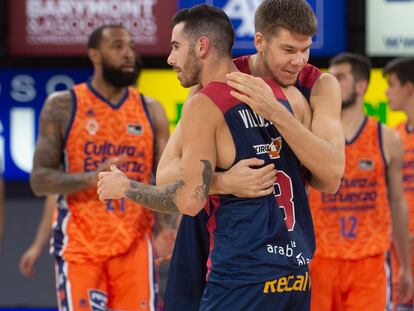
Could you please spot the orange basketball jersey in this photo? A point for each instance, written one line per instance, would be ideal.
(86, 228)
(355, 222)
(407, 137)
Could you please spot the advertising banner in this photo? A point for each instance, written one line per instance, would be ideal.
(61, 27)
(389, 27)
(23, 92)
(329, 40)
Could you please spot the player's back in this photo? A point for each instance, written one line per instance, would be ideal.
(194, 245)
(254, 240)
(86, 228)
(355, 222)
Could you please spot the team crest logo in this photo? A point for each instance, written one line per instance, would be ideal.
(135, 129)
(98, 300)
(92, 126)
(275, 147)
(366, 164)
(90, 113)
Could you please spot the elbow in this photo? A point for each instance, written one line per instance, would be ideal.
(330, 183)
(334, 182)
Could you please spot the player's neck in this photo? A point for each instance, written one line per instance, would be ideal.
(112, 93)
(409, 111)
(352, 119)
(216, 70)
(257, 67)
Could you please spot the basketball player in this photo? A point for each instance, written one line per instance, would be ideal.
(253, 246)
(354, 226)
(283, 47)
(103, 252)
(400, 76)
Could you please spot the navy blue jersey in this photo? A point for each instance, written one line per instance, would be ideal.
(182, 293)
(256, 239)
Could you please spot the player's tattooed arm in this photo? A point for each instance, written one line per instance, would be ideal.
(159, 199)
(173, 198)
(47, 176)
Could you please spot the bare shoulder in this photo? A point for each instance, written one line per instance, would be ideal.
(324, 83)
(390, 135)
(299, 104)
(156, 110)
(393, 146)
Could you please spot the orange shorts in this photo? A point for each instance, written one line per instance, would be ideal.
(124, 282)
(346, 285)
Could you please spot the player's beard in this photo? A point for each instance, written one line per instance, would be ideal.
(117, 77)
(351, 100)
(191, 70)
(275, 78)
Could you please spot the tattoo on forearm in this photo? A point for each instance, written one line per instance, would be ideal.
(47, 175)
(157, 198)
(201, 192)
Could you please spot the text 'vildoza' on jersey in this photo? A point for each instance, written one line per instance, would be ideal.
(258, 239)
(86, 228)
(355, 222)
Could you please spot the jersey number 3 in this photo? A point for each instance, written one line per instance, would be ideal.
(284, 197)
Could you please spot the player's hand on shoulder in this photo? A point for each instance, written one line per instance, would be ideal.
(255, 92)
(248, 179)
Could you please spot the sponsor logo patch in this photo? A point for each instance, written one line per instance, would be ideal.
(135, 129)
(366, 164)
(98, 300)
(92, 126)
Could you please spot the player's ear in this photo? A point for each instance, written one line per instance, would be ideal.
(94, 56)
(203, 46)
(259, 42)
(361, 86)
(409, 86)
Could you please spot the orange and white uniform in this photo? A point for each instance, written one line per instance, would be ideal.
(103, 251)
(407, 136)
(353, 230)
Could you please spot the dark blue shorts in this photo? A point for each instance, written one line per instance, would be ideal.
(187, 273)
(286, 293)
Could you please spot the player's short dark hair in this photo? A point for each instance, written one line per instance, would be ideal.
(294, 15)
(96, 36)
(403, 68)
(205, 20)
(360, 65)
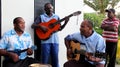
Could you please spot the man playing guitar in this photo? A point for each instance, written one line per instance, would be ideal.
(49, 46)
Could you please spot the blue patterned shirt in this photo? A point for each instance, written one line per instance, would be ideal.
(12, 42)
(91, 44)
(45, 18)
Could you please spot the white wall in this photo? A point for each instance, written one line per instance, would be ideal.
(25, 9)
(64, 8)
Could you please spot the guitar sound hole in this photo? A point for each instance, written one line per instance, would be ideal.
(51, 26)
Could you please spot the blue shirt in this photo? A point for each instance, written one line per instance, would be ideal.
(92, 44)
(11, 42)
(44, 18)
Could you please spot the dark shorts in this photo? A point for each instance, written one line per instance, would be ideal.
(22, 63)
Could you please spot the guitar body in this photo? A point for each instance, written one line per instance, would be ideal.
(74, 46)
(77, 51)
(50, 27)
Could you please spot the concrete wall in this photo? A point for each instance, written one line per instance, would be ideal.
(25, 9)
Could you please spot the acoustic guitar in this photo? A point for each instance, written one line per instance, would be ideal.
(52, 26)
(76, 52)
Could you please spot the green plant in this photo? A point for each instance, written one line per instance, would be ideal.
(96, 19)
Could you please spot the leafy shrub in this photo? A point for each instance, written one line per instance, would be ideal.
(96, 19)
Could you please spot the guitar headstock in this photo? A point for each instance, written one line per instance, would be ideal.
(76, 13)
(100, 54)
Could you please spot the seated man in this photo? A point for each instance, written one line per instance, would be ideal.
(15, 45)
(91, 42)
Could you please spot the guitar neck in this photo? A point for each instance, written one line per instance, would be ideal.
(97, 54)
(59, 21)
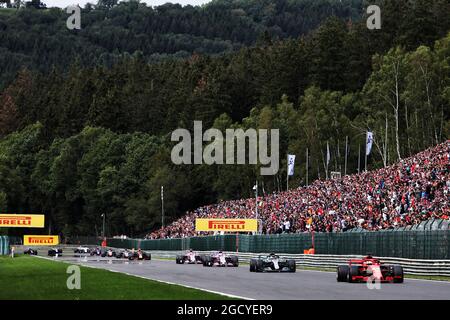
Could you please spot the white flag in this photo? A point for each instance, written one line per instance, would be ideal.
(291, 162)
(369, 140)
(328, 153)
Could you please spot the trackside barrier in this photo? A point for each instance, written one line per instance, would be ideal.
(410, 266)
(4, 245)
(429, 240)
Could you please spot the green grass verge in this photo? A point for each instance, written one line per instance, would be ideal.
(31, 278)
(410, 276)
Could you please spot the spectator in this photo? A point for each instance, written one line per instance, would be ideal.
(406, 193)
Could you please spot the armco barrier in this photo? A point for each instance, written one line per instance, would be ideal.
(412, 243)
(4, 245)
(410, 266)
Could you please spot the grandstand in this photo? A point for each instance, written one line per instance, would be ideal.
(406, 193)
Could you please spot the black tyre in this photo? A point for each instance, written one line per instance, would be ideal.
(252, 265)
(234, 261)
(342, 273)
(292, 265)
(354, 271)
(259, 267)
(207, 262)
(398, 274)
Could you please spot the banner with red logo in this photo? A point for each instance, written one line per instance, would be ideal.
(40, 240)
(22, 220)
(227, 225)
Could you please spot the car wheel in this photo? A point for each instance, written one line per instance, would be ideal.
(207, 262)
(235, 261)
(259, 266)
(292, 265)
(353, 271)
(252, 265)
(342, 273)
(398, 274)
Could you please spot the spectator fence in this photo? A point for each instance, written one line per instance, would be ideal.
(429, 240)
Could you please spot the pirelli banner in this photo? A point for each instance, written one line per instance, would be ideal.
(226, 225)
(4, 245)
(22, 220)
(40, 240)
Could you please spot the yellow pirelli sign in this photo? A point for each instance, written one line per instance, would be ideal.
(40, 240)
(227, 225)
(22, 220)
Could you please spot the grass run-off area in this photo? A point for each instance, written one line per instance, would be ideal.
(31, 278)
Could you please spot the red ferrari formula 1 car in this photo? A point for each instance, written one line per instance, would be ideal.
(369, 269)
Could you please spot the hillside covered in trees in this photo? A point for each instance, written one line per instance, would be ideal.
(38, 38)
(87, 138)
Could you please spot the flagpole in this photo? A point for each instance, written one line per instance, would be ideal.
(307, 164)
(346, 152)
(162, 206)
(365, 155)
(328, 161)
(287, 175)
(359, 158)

----

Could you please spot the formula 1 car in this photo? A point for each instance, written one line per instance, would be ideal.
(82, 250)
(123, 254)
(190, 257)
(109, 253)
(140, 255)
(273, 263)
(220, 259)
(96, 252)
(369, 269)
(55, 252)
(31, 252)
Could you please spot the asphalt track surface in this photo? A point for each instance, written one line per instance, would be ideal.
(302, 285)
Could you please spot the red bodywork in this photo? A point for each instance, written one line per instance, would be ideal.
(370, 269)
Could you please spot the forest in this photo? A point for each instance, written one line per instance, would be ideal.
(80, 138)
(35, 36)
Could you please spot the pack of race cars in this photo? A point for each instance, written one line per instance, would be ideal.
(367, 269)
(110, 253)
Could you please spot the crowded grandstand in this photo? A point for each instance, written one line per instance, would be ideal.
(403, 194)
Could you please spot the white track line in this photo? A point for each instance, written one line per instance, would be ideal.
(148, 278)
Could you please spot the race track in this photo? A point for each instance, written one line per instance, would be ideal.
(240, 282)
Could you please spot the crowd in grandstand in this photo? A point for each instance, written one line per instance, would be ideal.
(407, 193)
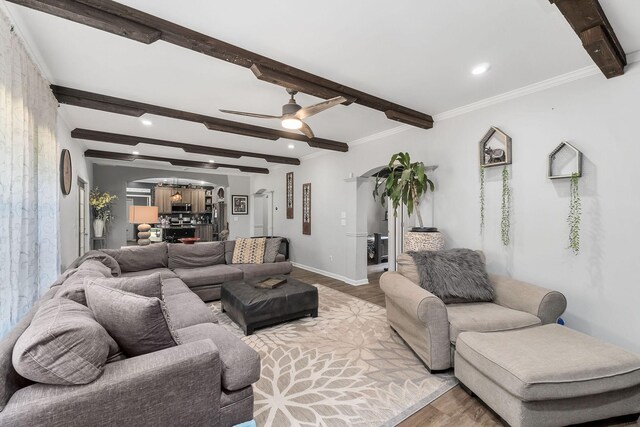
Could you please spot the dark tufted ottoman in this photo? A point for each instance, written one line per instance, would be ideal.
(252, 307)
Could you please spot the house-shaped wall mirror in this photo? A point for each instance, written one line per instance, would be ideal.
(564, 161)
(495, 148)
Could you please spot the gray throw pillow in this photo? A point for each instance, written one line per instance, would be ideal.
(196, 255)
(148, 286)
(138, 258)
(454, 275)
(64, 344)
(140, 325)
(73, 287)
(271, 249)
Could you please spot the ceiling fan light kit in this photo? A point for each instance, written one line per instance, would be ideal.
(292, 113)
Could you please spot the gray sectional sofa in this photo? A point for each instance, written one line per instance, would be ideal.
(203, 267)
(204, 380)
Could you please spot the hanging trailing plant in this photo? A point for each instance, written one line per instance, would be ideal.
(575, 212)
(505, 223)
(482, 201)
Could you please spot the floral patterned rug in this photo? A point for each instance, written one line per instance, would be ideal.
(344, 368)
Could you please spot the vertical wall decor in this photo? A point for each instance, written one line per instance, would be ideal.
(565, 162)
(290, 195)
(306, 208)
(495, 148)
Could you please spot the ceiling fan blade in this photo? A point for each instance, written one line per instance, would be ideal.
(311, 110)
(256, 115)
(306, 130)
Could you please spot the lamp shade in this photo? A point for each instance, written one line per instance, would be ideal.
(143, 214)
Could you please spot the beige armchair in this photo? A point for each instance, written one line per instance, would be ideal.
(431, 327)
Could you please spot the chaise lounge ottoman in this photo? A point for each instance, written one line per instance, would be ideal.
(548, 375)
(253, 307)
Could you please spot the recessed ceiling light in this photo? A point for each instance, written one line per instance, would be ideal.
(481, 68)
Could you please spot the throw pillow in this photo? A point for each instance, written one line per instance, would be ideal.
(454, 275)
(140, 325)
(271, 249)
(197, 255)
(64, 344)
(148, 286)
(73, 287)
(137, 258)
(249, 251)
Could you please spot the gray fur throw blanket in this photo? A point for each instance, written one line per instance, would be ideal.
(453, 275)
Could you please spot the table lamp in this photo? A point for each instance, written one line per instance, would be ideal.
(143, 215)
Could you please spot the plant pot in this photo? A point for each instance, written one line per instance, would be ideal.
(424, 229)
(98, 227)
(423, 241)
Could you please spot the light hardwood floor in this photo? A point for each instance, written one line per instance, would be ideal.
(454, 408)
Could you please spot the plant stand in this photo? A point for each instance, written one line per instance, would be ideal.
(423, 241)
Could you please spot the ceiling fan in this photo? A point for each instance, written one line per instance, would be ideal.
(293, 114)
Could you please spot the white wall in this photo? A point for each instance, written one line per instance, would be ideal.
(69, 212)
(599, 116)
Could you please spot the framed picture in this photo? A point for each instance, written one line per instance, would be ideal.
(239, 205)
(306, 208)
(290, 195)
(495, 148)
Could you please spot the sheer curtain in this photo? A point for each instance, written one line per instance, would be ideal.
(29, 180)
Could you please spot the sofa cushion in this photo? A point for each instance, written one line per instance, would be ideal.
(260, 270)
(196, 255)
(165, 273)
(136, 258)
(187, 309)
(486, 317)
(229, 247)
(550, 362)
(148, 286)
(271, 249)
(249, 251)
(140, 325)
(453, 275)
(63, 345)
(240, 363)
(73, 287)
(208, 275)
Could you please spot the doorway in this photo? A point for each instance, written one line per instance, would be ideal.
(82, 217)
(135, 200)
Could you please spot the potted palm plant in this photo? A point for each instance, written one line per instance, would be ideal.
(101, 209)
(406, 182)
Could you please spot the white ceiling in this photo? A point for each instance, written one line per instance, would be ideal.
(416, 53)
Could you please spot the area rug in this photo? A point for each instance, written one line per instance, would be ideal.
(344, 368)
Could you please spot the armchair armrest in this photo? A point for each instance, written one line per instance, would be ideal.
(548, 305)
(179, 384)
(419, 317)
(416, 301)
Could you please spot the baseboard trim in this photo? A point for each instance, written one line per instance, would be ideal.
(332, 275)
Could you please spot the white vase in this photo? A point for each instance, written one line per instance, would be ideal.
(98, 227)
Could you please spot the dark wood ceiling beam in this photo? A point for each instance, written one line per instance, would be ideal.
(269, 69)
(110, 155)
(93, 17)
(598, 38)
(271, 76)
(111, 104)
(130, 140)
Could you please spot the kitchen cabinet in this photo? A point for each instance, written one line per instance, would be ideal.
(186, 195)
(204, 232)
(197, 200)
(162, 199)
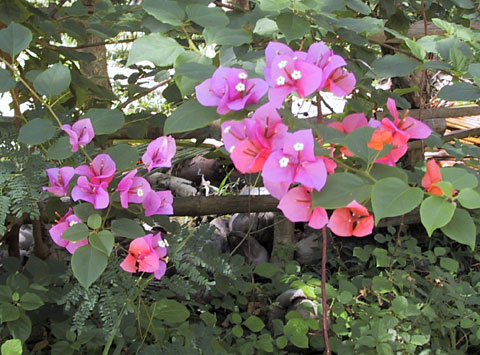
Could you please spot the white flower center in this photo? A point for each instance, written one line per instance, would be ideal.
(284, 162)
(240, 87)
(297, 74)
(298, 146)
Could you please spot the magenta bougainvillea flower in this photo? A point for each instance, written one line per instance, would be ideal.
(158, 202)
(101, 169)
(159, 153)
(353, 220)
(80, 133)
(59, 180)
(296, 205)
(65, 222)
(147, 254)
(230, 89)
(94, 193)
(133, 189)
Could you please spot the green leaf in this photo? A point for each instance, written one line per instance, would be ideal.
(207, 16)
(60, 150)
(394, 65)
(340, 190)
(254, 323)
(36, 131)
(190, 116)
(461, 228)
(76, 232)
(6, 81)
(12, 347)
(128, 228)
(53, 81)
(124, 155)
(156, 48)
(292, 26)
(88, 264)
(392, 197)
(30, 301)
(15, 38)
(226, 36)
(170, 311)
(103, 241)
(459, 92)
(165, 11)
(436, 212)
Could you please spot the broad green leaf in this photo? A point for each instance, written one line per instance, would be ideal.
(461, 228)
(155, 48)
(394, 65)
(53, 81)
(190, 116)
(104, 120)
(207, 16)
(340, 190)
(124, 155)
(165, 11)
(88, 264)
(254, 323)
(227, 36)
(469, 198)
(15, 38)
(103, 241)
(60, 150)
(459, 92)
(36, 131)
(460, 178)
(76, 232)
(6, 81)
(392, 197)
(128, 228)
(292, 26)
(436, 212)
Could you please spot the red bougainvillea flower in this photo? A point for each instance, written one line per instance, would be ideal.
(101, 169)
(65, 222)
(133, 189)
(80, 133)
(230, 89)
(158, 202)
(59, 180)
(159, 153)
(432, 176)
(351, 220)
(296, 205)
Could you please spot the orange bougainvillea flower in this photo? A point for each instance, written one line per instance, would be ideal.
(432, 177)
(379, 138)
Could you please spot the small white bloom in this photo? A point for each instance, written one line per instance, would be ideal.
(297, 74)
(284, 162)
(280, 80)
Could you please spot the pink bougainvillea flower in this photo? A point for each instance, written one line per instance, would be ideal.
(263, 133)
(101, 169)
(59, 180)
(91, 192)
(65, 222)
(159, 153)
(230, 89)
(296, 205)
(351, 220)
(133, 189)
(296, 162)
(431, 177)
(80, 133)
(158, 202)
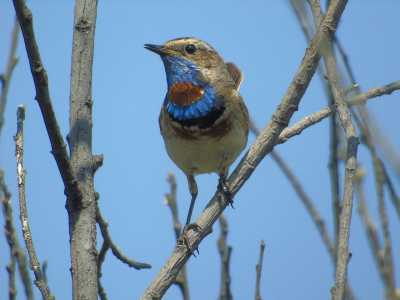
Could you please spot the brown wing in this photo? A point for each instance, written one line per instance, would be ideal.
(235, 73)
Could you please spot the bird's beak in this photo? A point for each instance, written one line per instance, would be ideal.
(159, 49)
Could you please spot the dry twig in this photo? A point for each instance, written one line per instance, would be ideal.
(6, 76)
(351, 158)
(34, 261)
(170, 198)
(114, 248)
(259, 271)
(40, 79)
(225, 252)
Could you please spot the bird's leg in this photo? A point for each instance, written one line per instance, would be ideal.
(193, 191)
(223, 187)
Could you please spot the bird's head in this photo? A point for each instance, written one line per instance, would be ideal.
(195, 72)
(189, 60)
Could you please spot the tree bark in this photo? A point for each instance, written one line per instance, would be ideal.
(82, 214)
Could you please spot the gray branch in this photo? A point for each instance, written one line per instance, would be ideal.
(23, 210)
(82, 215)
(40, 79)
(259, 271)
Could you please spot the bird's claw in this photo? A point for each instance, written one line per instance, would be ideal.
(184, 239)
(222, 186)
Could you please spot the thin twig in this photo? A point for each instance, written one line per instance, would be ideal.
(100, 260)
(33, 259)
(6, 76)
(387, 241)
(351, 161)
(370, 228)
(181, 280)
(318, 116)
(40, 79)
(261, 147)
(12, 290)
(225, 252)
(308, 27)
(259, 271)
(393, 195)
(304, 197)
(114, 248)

----

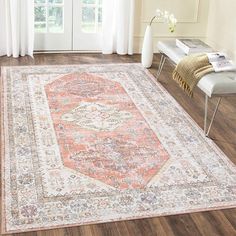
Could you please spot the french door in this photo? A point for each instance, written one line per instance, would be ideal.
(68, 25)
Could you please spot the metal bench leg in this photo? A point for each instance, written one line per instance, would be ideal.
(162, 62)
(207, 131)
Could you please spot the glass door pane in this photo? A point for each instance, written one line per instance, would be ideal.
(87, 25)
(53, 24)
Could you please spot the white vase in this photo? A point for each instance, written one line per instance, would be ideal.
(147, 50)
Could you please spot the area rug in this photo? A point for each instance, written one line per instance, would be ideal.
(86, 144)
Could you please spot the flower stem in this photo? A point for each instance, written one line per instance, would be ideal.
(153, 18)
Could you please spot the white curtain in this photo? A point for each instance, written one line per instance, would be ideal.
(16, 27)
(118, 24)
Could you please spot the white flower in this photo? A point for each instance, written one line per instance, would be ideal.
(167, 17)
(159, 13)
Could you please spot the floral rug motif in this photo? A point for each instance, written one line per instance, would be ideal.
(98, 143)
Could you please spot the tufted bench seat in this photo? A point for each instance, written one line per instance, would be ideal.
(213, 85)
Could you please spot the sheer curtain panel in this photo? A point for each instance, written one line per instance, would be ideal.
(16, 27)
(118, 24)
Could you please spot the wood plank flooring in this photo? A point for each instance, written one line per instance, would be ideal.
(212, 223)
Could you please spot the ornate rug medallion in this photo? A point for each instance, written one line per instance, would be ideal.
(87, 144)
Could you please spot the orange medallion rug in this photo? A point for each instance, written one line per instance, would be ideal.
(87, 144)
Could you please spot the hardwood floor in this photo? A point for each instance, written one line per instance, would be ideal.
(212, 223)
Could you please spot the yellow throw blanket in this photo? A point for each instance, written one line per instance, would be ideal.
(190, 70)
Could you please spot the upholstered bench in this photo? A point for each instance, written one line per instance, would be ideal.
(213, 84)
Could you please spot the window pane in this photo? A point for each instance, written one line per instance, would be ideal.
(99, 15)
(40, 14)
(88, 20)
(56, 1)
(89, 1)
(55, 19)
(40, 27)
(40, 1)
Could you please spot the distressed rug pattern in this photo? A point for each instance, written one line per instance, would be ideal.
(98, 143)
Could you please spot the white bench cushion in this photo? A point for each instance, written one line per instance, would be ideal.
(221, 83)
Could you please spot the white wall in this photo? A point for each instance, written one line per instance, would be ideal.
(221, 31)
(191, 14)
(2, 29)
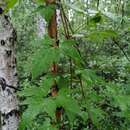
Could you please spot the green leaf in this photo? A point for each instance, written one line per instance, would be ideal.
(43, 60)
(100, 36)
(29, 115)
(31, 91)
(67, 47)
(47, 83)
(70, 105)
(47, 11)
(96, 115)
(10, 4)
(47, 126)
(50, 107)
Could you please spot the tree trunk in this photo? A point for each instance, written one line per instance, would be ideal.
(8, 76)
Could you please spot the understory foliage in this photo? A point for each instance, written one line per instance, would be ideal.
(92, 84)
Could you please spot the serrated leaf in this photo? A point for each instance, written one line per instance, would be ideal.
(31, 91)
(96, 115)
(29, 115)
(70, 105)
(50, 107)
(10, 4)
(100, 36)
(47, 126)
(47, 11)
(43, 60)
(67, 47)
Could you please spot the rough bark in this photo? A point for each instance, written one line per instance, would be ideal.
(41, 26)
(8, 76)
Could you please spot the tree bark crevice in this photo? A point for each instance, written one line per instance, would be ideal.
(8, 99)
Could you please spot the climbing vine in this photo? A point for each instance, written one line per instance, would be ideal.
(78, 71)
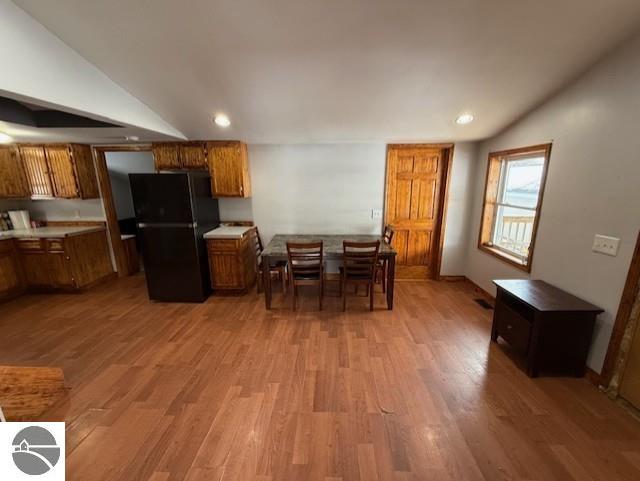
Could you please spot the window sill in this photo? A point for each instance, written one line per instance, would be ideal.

----

* [Stated exercise]:
Copy out each line of the records above that contains the string "plant", treating uppercase and lowercase as different.

* [Answer to this task]:
Could you please spot the green plant in this photo? A point for each instance, written one line per instance, would be ideal.
Could you please spot the hanging trailing plant in this photo? A point for each instance, written one line per instance, would be ideal.
Could you please spot the plant pot in this photo? A point for each instance, written one line per instance, would be ideal.
Could you please spot the plant stand in this photo? A point for each instance, written one line per instance, would be ideal.
Could you please spot the potted palm plant in this photo? A point for each instance, written one line per instance, would be ideal.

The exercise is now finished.